--- TEXT SHOWN ---
2

When I enter something in 'cn', script will make query on website and give me table with multiple rows

from lxml import html
from lxml import etree
from lxml.etree import XPath
import requests

cn = input ('CN: ')

find_page = requests.get('search query' + cn + '')
tree = html.fromstring(find_page.content)

# //tr[2]/td[2]/a/text() is first row after <th>
com = tree.xpath('//tr[2]/td[2]/a/text()')

print ('COM:', com)

This code print me only first row from table on XPath location //tr[2] but I need to print all other table rows //tr[3]/td[2]/a/text() //tr[4]/td[2]/a/text() //tr[...]/td[2]/a/text()

EDIT:

After solving to get all items from table, I have result for example COM: ['DAP', 'DAPA', 'DAP FOOD'] all of this have href. I can access and scrape only on first link (DAP) but can't scrape from (DAPA and DAP FOOD)

--- REQUIREMENT ---
Quote the lxml table-scraping post word for word, starting at "find_page = requests.get('search" and ending at "and DAP FOOD)".

--- INFORMATION SHOWN ---

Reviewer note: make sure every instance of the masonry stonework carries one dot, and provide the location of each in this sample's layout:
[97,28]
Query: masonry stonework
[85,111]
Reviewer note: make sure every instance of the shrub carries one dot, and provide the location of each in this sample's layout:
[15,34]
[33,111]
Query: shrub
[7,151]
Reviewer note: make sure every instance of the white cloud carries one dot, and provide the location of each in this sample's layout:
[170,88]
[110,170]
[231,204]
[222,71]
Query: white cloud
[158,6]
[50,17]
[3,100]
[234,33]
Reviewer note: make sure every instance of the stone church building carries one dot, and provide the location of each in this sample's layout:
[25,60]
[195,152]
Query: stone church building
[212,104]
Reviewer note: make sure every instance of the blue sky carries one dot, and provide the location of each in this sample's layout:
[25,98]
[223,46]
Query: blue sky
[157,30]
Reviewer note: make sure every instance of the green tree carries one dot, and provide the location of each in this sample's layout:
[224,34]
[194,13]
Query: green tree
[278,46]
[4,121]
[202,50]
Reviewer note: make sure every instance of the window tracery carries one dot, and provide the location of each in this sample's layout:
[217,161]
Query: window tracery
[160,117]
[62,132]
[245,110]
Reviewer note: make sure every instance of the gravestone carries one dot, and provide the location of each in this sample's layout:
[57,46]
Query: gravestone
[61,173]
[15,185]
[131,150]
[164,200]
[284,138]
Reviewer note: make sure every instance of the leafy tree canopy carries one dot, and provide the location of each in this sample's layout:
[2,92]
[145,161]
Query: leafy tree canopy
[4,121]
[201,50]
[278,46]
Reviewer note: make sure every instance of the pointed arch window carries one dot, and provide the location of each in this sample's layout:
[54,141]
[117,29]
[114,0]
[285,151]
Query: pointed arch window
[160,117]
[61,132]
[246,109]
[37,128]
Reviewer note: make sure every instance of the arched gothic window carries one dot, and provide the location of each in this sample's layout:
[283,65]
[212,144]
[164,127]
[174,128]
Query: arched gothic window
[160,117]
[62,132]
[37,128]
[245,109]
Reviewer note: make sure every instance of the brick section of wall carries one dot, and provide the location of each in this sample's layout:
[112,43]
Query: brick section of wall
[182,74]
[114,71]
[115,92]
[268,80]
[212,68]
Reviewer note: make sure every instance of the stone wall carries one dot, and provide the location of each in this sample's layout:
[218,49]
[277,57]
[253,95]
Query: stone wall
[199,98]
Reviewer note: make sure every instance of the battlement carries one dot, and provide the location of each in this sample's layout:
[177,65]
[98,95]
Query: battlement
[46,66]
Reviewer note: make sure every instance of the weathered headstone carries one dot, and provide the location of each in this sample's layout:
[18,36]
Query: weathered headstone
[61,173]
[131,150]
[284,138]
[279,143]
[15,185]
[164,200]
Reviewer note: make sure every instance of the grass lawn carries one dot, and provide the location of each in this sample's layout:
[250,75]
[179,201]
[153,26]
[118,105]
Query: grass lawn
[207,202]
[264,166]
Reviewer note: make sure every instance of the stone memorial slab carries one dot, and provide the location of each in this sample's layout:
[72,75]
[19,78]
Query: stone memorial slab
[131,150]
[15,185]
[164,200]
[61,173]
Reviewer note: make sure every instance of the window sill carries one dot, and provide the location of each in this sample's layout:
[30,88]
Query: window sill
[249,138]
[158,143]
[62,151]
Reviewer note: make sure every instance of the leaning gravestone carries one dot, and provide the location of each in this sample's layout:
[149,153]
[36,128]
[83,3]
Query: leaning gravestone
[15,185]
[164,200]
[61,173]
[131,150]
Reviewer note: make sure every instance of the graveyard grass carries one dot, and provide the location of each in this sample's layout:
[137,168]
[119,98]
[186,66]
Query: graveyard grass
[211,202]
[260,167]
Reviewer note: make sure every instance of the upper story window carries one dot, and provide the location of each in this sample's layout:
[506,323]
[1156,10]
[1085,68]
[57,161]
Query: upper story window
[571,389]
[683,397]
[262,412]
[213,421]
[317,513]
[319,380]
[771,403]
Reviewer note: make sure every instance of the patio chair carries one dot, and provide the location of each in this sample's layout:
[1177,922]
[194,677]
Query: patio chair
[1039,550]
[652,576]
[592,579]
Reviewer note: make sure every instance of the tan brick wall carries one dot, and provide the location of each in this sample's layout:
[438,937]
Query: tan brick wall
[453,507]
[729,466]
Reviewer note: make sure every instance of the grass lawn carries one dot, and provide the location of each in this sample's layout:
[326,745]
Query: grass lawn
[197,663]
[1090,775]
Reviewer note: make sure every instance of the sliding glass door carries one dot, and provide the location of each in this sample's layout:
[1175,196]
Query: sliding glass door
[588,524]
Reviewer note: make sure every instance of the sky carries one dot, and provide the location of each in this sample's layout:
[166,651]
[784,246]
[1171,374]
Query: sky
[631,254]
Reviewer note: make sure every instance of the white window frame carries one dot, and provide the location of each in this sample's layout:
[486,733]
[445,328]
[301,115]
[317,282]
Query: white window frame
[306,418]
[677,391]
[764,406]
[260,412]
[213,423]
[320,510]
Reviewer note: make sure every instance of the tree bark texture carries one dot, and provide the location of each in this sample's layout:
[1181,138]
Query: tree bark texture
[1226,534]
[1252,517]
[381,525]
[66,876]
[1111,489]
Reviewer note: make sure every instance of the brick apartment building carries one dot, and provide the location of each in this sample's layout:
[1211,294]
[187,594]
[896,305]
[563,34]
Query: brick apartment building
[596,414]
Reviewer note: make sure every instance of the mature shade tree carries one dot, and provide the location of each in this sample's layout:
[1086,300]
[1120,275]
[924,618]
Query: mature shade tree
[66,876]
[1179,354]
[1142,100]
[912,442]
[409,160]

--- EXPECTED OUTPUT ---
find_page = requests.get('search query' + cn + '')
tree = html.fromstring(find_page.content)

# //tr[2]/td[2]/a/text() is first row after <th>
com = tree.xpath('//tr[2]/td[2]/a/text()')

print ('COM:', com)

This code print me only first row from table on XPath location //tr[2] but I need to print all other table rows //tr[3]/td[2]/a/text() //tr[4]/td[2]/a/text() //tr[...]/td[2]/a/text()

EDIT:

After solving to get all items from table, I have result for example COM: ['DAP', 'DAPA', 'DAP FOOD'] all of this have href. I can access and scrape only on first link (DAP) but can't scrape from (DAPA and DAP FOOD)